Text for analysis ▸
It’s crunch time again at MHCC, and the textbooks you’ll find laying dormant, unused or neglected are most likely feeling the twitters and anxiety of finals boiling behind your foreheads. You may find yourself glaring at the books’ guilt-inducing bindings and ominous covers from outside the disheveled innards of backpacks. But zippers were invented for a reason – and now it’s time to use those hundreds of interlocking teeth for precisely half the reason they were invented: to be unzipped.

Heft your pricey books from their confines, open them as you would a door to a dream or wish that waits patiently in the beams of tomorrow, and remember that this will definitely not be the last series of tests you trudge through.

Life, like finals, is a test of how much you’ve gleaned, how much you’ve grown in the time you’ve been gifted. And, like life, finals can be very tough. It helps to be proactive, anticipating those barrages and gauntlets before they pop into view. And face it: you’ve had at least nine weeks to prep, to learn – to grow.

Test anxiety is only as prevalent as you allow it to be. Sure, if you’ve been shirking your studies all term, the stress might be a smidgen more likely, but it doesn’t have to be. Most people have fairly useable brains, even if their focus is on all the wrong or more entertaining things. Start cramming now.

Pack those lines of gobbledygook into your craniums and, even if the information isn’t permanently stored, at least you’ll feel the ever-personal satisfaction of knowing you got a better grade than you would have otherwise.

As you walk through the halls, past students that share the same tendencies to omit possibilities from their reality, know they are more like you than you think. Revel in these similarities by joining a study group. It may sound nerdy, but you’d be surprised what a different perspective can help to clarify. And remember, even if you don’t study for finals, it’s not like employers ask for your GPA when you show them you earned a degree – and you’ll earn that degree, won’t you?

Directions for this task ▸
Reproduce word for word everything in the piece on facing finals from "As you walk" down to "degree, won’t you?".

Data shown ▸
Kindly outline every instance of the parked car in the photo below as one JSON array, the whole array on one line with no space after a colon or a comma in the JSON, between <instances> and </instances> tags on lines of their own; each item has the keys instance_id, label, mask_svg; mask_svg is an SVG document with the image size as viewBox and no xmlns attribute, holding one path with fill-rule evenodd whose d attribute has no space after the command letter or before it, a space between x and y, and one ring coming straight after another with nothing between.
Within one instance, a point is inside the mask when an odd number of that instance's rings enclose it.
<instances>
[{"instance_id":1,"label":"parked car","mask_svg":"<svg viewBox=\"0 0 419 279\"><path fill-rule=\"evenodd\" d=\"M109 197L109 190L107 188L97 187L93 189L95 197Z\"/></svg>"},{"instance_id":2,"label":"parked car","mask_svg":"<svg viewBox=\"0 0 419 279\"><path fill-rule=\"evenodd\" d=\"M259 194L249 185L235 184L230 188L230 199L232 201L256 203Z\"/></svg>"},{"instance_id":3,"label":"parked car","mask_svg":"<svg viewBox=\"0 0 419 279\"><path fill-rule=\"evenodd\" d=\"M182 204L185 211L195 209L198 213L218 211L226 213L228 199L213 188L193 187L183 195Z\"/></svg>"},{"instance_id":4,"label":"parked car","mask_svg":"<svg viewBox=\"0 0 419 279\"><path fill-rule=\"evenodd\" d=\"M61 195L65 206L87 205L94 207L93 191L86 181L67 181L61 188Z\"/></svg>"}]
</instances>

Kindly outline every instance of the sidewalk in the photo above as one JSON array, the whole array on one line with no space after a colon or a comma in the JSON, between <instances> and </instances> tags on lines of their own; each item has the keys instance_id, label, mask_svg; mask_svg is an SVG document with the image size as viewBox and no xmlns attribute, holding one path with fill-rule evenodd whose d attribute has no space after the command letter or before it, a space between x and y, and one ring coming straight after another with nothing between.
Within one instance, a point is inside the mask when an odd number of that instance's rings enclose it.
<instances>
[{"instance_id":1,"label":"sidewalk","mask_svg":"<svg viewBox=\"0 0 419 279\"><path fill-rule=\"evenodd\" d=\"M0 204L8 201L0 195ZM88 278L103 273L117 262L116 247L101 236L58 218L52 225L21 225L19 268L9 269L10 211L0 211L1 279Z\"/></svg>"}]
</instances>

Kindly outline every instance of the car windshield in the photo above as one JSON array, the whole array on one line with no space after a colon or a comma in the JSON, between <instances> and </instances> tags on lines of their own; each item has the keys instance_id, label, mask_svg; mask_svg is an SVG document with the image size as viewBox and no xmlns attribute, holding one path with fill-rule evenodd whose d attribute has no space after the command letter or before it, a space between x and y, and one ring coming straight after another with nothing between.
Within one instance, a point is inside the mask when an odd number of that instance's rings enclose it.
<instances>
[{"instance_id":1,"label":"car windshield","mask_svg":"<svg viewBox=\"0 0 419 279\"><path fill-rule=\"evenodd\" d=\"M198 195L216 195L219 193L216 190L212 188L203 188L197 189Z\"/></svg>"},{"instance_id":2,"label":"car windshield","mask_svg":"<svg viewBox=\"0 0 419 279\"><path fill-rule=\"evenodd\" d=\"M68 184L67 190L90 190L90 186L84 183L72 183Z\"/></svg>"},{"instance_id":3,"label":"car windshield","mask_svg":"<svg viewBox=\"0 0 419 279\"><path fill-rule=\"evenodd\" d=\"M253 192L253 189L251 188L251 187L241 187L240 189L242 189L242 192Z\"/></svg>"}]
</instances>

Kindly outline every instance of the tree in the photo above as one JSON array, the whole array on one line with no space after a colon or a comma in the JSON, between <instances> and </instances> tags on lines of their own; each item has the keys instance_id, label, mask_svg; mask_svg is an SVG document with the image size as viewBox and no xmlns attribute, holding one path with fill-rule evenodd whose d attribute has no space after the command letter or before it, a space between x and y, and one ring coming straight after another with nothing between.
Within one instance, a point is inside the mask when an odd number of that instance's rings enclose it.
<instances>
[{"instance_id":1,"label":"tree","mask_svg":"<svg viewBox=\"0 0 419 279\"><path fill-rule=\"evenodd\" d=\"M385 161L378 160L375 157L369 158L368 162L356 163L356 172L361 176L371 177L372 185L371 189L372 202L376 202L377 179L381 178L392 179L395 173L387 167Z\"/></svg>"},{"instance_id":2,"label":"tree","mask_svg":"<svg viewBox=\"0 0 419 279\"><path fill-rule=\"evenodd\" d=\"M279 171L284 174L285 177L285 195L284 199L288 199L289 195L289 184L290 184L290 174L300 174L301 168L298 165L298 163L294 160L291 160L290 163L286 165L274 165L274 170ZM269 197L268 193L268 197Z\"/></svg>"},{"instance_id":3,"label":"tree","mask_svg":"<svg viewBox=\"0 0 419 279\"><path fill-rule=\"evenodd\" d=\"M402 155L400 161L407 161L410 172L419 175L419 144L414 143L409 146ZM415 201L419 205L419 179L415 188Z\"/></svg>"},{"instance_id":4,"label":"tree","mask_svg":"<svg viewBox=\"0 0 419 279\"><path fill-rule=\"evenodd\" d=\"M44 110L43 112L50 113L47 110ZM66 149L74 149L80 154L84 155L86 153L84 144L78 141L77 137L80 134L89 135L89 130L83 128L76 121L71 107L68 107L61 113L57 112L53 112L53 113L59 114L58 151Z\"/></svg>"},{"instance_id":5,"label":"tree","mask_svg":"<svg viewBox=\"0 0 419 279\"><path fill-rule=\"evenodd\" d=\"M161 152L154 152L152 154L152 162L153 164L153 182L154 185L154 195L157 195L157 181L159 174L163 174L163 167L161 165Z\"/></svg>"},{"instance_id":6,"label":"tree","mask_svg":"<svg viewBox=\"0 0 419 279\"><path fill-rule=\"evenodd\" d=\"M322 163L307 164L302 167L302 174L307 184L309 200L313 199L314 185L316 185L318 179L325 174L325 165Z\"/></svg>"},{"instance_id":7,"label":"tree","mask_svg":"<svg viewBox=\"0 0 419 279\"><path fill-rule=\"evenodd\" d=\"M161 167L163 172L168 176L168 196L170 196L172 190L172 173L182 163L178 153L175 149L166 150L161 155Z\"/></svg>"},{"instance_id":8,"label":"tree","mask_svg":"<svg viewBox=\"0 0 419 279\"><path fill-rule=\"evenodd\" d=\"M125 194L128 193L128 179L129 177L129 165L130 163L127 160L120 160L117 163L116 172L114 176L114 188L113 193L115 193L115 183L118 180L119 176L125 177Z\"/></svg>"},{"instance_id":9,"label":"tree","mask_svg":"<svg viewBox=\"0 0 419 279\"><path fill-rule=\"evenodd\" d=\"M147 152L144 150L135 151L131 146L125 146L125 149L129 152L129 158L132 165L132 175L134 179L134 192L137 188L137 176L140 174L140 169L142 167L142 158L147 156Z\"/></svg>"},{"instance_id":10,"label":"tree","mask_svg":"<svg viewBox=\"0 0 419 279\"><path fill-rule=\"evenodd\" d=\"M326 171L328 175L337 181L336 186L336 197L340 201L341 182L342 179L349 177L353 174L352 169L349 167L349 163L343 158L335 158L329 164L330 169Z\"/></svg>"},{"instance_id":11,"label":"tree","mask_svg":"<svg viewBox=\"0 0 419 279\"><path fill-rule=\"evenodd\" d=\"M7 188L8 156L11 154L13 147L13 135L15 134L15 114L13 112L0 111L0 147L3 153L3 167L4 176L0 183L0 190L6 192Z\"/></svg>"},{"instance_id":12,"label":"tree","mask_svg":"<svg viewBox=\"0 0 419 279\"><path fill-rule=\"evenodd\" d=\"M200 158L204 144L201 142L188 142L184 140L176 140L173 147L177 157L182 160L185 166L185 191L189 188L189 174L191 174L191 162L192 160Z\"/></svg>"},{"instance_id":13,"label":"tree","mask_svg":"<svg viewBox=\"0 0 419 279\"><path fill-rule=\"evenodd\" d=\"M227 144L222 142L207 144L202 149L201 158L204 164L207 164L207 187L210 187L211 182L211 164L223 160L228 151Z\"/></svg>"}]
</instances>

Answer below ▸
As you walk through the halls, past students that share the same tendencies to omit possibilities from their reality, know they are more like you than you think. Revel in these similarities by joining a study group. It may sound nerdy, but you’d be surprised what a different perspective can help to clarify. And remember, even if you don’t study for finals, it’s not like employers ask for your GPA when you show them you earned a degree – and you’ll earn that degree, won’t you?